Gene-editing techniques such as CRISPR-Cas9 are already transforming research, but have a ways to go before they will prove their worth as human therapeutics. The National Institutes of Health (NIH) wants to speed things up—and is putting $190 million into a program to help make that happen.
The six-year project promises to tackle a lot of the issues that are seen as barriers to the adoption of genome editing for treating patients. That includes working on ways to deliver gene-editing drugs into target tissues, new and improved editing techniques and assays to test their safety that could become a "toolkit" for scientists working in this area.
The NIH’s involvement comes at a time when human trials of CRISPR are still at the planning stages in the U.S., where much of the research on the technique was carried out, but are already underway in China where regulatory obstacles to testing new therapies are not as high. According to a Wall Street Journal article, 86 patients have already received CRISPR treatment in China.

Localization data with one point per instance
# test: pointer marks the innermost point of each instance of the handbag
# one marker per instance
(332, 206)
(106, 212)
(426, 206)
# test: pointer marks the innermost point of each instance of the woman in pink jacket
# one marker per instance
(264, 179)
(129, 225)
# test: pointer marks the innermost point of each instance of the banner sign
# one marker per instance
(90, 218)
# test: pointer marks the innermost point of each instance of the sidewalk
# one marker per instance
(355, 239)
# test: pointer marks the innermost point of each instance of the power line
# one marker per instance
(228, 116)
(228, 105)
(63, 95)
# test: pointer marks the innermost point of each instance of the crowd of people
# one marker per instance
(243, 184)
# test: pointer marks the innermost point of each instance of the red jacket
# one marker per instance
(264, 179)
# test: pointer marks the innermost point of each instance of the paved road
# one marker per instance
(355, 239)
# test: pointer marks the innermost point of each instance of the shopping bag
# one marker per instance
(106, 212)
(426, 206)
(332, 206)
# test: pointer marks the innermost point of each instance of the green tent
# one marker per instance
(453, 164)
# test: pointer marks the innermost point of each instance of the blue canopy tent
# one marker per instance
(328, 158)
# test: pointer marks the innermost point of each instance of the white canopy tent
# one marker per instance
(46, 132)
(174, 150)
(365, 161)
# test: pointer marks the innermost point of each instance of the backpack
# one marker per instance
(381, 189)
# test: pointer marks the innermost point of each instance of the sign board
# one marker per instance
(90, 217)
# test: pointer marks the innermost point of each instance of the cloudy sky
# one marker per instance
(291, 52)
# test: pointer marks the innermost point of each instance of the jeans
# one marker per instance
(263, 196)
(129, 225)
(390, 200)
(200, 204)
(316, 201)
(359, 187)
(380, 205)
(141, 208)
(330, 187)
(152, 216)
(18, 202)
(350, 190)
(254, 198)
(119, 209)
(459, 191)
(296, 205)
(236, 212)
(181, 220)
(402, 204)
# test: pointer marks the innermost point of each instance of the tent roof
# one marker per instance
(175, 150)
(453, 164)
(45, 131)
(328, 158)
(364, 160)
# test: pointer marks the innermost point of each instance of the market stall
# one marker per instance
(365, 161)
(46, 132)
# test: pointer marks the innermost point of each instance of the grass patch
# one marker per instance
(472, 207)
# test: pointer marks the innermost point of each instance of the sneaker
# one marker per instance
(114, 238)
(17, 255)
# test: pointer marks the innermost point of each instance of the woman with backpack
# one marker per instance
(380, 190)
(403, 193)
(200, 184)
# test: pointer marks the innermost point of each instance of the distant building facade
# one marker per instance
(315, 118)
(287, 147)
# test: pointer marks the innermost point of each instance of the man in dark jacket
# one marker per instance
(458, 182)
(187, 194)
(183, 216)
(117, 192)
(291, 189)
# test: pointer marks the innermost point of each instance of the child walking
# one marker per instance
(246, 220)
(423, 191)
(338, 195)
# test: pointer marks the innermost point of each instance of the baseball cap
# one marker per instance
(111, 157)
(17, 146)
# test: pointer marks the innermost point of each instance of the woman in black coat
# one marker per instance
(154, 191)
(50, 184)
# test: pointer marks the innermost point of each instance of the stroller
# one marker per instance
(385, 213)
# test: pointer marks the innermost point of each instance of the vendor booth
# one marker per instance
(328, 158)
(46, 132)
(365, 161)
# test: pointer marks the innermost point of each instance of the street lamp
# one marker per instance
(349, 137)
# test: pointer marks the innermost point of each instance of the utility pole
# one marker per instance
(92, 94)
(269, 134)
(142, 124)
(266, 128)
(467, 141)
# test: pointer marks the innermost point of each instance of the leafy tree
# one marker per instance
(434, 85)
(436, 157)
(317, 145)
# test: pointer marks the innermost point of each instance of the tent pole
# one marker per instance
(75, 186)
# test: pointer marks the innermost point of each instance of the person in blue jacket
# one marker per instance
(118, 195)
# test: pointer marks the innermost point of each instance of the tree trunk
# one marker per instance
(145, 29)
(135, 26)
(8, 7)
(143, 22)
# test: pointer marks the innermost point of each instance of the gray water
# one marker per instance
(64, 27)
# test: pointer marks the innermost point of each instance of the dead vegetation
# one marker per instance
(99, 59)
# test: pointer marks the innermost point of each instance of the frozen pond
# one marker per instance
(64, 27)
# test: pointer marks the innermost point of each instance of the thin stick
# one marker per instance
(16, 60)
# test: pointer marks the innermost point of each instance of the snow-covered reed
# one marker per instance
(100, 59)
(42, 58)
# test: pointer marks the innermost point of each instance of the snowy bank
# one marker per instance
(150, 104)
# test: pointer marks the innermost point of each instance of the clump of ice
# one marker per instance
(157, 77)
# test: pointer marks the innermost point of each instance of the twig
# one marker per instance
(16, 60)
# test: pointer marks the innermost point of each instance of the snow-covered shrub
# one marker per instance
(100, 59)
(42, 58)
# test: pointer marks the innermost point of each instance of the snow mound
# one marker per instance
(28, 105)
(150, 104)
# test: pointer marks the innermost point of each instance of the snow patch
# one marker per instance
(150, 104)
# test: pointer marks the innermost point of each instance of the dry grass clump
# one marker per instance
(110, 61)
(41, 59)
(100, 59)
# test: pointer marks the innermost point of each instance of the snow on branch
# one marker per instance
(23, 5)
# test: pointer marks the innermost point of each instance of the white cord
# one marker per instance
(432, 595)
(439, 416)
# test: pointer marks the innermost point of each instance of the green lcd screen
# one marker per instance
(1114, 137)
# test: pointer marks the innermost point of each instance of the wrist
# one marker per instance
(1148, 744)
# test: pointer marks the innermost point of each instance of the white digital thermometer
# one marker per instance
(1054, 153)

• Your tasks:
[A] Answer these questions from the gene-editing text:
(i) How much money is the NIH putting into its program?
(ii) How long is the project set to run?
(iii) According to the Wall Street Journal article, how many patients have already received CRISPR treatment in China?
[B] Please revise the gene-editing text from "The NIH’s involvement" up to and including "treatment in China.", and change "human trials" to "clinical trials".
Base your answers only on the text.

• Outputs by task:
[A]
(i) $190 million
(ii) Six years
(iii) 86

[B]
The NIH’s involvement comes at a time when clinical trials of CRISPR are still at the planning stages in the U.S., where much of the research on the technique was carried out, but are already underway in China where regulatory obstacles to testing new therapies are not as high. According to a Wall Street Journal article, 86 patients have already received CRISPR treatment in China.